[Records from a data collection]
--- Begin ---
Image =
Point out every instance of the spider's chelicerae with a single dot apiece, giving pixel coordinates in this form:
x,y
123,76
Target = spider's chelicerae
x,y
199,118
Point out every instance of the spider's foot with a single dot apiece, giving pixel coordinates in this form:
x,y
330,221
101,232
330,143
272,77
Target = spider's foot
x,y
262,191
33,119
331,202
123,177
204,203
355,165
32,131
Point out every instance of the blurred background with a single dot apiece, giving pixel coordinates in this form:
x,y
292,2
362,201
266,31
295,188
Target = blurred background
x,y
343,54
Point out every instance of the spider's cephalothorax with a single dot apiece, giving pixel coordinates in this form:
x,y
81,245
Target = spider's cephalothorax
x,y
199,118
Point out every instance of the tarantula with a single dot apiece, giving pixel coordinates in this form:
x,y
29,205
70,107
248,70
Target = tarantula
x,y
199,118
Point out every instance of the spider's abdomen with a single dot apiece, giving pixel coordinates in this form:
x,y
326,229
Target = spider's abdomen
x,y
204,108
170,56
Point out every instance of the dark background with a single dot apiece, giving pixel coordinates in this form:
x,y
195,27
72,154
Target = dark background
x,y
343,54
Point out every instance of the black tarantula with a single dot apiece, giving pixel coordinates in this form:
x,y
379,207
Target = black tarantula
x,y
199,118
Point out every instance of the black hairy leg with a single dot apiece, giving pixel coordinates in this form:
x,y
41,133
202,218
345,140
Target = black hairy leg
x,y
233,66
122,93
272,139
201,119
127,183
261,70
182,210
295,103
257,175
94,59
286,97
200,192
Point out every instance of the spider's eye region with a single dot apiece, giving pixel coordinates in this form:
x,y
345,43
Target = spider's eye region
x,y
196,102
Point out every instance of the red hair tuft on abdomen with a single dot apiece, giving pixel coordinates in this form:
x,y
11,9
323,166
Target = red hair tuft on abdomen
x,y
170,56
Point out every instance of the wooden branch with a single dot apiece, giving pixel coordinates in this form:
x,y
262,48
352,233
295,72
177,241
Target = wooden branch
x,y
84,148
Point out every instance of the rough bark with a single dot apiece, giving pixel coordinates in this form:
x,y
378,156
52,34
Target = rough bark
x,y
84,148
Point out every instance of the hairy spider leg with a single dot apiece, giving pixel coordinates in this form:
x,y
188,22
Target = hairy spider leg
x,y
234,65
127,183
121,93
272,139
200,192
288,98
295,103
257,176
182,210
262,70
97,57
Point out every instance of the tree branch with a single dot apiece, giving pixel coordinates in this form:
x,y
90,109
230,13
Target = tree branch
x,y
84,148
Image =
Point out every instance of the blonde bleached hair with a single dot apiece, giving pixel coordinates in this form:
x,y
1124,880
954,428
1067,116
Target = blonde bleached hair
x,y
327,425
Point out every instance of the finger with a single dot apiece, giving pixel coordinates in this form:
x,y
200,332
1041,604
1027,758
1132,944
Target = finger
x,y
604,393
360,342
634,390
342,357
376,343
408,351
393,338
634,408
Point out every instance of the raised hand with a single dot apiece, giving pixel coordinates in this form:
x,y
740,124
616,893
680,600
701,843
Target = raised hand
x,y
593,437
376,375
--- End ---
The lines above should be duplicated exactly.

Image =
Point out every instance of the spider's chelicerae with a single dot apiece, giving pixel coordinates in this form:
x,y
123,76
Target = spider's chelicerae
x,y
199,118
Point out every instance of the spider's foot with a single dot apiece, giving pixel coordinates in this form:
x,y
330,221
101,232
330,143
272,77
Target = spider's foot
x,y
262,191
33,119
331,202
123,177
204,203
355,165
32,131
Point out every instance of the blurred background with a single dot apiece, giving pixel coordinates in this form:
x,y
292,2
362,201
266,31
295,188
Target = blurred background
x,y
343,54
Point out every instance of the spider's cephalothorax with a single dot apiece, giving pixel coordinates in this form:
x,y
81,245
Target = spider's cephalothorax
x,y
199,118
Point out every instance of the tarantula with a single dot apiece, giving pixel coordinates in this form:
x,y
29,205
70,107
248,70
Target = tarantula
x,y
199,118
Point out every instance of the spider's abdomen with a single dot apiece, giving pixel coordinates in this form:
x,y
326,229
Target = spider's abdomen
x,y
204,108
170,56
Point out every instance of the dark background with a single dot apiece, giving pixel coordinates in this form:
x,y
195,27
72,154
Target = dark background
x,y
343,54
Point out every instance of the black tarantula with a single dot apiece, giving pixel coordinates in this form:
x,y
379,207
Target = black tarantula
x,y
199,118
Point out every instance of the black hairy leg with a single dot apiece, giving pixel coordinates in this form:
x,y
41,133
202,218
345,140
Target = black hairy leg
x,y
233,66
122,93
272,139
201,119
127,183
261,70
182,210
295,103
257,175
94,59
286,97
200,192
Point out every instance of the spider's eye region with a single dot apiece, giving pixel coordinates in this form:
x,y
345,43
Target = spider's eye region
x,y
196,102
Point out every instance of the red hair tuft on abdomen with a single dot apiece, giving pixel coordinates in this form:
x,y
11,9
323,166
Target = red hair tuft on abdomen
x,y
170,56
Point out every instance of the wooden branch with a single dot apiece, giving pixel coordinates in this form:
x,y
262,48
352,233
295,72
177,241
Target = wooden branch
x,y
84,148
Point out every instance of the rough bark with a single dot apiece, giving pixel coordinates in this form:
x,y
378,156
52,34
Target = rough bark
x,y
84,148
Point out every instance of the hairy spider leg with a single dot apiece, giving pixel coordinates in this form:
x,y
188,22
Target = hairy spider leg
x,y
234,65
127,183
121,93
272,139
200,192
288,98
295,103
257,176
182,210
262,70
97,57
Point out every instance of the tree branch with a single dot apiece, giving pixel coordinates in this form:
x,y
90,109
230,13
Target = tree branch
x,y
84,148
Image =
Point out every instance of the blonde bleached hair with a single dot apiece, giving pixel coordinates in this form:
x,y
1124,880
954,428
1067,116
Target = blonde bleached hair
x,y
327,425
Point out every instance of the finger with a single dot apiece, giving pixel coordinates in this form:
x,y
200,332
1041,604
1027,758
1132,944
Target = finger
x,y
604,393
360,342
634,390
342,357
376,343
408,351
393,338
634,408
Point out every instance of the raised hand with a single dot apiece, giving pixel coordinates in this form:
x,y
740,124
616,893
680,600
701,843
Target = raised hand
x,y
593,437
376,375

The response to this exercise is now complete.